↓↓↓

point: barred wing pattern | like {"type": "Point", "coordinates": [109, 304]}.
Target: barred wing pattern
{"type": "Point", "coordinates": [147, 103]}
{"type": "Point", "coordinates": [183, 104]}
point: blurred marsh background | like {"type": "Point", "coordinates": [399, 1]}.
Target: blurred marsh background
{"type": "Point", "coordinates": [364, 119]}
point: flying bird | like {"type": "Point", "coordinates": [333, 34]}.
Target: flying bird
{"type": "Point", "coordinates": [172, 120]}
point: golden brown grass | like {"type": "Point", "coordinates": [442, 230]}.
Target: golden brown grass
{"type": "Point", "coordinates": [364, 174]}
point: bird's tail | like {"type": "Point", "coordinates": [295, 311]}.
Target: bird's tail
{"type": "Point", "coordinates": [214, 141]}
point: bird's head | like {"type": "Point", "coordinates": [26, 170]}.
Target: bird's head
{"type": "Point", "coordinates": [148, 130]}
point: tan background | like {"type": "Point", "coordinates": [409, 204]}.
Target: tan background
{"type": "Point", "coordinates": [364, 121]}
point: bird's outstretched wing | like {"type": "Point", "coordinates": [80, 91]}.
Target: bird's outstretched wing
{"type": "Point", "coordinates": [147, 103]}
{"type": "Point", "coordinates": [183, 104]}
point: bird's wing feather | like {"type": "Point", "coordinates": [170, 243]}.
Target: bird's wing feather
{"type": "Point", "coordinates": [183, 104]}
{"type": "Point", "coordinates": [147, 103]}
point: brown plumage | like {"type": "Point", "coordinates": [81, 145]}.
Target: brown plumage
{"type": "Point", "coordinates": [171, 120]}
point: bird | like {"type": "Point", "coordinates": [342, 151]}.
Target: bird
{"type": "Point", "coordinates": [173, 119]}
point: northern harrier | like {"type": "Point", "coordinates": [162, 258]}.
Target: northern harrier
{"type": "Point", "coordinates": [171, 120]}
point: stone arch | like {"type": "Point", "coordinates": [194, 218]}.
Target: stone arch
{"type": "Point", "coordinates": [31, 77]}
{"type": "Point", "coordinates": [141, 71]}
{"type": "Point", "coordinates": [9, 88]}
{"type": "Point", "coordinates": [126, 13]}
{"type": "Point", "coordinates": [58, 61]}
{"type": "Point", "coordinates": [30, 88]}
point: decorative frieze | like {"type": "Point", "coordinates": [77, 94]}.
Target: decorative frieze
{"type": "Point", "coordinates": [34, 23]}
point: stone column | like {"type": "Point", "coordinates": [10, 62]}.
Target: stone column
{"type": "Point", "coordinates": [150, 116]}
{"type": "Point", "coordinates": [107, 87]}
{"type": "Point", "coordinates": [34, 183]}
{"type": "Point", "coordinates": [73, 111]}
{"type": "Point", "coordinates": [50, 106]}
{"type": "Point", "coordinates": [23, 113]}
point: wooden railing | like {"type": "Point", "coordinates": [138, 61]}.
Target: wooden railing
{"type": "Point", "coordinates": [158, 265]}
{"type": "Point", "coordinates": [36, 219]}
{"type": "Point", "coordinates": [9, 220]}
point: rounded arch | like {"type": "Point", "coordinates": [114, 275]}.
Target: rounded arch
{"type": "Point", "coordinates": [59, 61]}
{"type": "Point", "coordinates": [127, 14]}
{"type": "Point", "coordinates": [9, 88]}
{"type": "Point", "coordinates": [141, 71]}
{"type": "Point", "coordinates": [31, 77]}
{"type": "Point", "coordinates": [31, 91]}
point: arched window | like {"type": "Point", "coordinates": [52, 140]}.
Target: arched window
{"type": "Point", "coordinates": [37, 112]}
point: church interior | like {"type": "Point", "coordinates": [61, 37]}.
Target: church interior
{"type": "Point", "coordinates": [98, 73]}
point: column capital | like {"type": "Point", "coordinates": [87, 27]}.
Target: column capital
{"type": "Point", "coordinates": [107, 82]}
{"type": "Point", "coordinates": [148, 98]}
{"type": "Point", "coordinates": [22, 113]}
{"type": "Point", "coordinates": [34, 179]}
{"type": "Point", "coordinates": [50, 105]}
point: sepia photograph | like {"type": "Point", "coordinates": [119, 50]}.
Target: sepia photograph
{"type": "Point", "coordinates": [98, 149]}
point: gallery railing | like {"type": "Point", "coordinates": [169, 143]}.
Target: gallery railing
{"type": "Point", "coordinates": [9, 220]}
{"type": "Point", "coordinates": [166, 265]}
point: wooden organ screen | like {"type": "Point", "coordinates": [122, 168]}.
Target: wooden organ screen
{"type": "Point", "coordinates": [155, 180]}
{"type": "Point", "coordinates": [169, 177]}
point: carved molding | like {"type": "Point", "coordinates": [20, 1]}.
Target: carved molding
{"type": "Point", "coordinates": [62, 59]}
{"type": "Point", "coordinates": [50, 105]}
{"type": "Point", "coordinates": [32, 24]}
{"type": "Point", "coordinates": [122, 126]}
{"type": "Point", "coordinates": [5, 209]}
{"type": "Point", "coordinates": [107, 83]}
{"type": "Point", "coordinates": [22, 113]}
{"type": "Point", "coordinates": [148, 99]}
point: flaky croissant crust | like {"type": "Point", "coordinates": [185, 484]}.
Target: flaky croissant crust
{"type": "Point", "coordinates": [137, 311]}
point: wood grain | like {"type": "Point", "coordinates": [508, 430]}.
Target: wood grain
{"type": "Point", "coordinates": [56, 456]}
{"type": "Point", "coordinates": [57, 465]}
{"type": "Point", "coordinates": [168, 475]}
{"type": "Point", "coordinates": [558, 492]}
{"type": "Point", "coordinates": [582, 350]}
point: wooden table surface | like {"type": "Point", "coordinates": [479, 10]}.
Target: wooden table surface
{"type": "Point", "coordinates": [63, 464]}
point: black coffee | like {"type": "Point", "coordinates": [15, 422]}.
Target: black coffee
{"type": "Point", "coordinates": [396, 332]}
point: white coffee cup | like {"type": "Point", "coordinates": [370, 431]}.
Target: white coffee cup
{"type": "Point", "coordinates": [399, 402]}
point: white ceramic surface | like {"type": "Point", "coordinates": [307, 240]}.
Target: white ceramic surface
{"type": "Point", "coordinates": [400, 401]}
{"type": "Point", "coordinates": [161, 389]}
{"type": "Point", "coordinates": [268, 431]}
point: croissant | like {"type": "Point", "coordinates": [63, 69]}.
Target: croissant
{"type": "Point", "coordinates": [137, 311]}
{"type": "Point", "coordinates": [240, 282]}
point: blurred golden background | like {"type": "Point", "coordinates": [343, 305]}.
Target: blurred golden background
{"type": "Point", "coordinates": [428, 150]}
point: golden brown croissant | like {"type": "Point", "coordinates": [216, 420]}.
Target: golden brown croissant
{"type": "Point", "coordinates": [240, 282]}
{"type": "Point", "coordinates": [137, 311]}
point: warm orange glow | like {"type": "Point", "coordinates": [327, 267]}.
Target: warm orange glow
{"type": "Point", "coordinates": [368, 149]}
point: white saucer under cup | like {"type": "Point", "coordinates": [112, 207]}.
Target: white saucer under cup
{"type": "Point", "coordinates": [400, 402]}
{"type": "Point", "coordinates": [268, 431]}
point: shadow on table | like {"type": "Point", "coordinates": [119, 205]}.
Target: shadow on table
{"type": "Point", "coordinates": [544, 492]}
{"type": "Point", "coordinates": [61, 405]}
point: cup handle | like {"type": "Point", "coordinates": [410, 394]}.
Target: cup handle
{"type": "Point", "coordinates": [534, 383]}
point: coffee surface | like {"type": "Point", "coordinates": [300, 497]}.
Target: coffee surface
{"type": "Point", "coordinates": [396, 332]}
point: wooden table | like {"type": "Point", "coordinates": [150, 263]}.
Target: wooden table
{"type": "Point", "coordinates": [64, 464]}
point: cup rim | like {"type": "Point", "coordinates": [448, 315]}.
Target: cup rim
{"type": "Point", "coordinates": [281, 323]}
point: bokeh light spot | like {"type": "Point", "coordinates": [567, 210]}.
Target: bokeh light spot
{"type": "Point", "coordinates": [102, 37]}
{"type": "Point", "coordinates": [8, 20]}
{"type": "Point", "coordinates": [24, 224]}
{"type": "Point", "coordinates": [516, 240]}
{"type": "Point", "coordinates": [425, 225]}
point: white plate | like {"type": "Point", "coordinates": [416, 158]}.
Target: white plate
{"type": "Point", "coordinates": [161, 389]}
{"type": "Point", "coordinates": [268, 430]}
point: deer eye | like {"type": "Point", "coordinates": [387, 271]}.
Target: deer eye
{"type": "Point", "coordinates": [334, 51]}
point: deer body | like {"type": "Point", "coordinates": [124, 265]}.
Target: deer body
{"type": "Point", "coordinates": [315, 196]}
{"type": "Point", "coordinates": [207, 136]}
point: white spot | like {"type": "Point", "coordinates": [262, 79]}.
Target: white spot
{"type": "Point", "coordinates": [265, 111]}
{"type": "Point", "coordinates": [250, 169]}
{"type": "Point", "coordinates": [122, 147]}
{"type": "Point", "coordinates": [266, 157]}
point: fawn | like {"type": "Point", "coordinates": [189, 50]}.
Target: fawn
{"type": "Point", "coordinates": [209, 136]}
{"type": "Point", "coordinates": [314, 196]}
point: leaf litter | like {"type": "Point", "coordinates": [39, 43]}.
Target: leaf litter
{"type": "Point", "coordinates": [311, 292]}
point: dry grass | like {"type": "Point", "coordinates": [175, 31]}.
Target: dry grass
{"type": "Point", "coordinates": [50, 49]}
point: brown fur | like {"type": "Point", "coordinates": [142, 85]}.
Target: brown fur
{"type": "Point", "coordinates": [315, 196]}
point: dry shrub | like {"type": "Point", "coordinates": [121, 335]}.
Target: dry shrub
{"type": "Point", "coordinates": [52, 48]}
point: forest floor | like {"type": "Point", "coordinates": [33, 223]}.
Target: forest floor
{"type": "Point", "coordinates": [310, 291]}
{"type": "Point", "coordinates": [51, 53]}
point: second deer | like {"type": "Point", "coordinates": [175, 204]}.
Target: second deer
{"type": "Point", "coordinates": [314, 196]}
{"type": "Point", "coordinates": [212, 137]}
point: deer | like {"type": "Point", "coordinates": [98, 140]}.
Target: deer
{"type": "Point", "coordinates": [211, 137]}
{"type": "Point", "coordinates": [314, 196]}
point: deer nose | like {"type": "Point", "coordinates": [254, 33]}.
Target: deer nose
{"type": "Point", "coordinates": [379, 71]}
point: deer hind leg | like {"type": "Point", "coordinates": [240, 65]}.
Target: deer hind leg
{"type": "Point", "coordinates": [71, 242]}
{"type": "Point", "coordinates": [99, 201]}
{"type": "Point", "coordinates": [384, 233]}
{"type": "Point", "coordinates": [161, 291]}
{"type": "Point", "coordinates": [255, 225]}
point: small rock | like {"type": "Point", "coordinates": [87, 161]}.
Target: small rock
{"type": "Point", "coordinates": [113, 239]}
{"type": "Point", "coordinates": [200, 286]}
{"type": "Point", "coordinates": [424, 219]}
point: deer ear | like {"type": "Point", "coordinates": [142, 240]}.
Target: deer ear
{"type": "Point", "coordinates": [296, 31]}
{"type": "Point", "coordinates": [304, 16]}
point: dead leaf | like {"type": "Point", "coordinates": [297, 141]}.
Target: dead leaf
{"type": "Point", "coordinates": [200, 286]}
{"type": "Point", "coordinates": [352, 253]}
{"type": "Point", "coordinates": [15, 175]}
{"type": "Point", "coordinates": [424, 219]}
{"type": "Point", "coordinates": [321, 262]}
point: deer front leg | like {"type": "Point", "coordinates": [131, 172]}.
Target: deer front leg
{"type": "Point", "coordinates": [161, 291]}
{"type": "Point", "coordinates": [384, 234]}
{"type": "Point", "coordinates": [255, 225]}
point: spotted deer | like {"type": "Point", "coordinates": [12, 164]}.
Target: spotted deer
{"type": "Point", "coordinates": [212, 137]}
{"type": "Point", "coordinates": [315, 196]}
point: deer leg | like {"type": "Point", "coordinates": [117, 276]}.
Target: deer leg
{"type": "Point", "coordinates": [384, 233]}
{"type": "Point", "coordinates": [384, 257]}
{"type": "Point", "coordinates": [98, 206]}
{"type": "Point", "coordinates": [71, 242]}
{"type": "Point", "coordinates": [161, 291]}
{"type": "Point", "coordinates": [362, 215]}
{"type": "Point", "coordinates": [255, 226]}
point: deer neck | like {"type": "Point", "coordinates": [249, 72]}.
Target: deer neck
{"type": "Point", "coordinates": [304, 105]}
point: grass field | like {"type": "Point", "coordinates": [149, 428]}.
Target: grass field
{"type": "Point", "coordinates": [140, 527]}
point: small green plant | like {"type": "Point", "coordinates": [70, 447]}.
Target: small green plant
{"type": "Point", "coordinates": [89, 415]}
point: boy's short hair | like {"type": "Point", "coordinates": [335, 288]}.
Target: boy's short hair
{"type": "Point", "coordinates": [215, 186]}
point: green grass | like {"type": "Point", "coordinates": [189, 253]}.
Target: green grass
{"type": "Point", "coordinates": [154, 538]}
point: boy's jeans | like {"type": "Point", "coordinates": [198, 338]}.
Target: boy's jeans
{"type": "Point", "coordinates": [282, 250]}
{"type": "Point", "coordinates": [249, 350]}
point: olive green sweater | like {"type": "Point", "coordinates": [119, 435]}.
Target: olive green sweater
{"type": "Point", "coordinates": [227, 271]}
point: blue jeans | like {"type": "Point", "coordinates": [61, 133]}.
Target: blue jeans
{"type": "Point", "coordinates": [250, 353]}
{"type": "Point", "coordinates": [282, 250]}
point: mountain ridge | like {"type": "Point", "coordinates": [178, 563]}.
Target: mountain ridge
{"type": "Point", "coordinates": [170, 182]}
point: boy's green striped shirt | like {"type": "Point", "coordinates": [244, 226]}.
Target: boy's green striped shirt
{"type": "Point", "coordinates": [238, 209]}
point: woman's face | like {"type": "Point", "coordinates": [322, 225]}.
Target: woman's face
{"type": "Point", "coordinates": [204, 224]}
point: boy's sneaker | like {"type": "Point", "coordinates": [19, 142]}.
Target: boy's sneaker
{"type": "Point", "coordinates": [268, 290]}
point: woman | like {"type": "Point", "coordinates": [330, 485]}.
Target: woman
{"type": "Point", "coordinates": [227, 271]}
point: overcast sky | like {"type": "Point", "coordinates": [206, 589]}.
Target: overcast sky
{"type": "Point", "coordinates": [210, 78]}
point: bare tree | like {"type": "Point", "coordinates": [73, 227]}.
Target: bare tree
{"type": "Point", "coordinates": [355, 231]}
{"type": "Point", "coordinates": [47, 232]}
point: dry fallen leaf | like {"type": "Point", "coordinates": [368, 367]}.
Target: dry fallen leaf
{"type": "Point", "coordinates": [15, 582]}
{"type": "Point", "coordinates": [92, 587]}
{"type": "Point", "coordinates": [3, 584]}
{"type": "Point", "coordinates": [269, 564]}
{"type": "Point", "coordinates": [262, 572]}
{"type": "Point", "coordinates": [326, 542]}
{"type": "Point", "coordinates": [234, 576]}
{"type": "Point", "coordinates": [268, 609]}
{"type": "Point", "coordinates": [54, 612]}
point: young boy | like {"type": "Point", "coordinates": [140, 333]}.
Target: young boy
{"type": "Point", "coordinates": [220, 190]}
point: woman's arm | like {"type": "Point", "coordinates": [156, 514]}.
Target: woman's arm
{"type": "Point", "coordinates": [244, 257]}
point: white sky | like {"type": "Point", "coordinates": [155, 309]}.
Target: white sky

↑↑↑

■ PROBLEM DETAILS
Repeat only the stretch of lines starting at the one containing "point: bare tree" and running to the final line of the entries above.

■ THE OUTPUT
point: bare tree | like {"type": "Point", "coordinates": [73, 227]}.
Target: bare tree
{"type": "Point", "coordinates": [355, 231]}
{"type": "Point", "coordinates": [47, 232]}
point: dry fallen leaf | like {"type": "Point", "coordinates": [368, 367]}.
Target: dry fallen leaf
{"type": "Point", "coordinates": [15, 582]}
{"type": "Point", "coordinates": [92, 587]}
{"type": "Point", "coordinates": [3, 584]}
{"type": "Point", "coordinates": [269, 564]}
{"type": "Point", "coordinates": [262, 572]}
{"type": "Point", "coordinates": [326, 542]}
{"type": "Point", "coordinates": [234, 576]}
{"type": "Point", "coordinates": [268, 609]}
{"type": "Point", "coordinates": [54, 612]}
point: young boy | like {"type": "Point", "coordinates": [140, 333]}.
Target: young boy
{"type": "Point", "coordinates": [220, 190]}
point: woman's arm | like {"type": "Point", "coordinates": [156, 514]}.
Target: woman's arm
{"type": "Point", "coordinates": [244, 257]}
point: white sky | like {"type": "Point", "coordinates": [155, 309]}.
Target: white sky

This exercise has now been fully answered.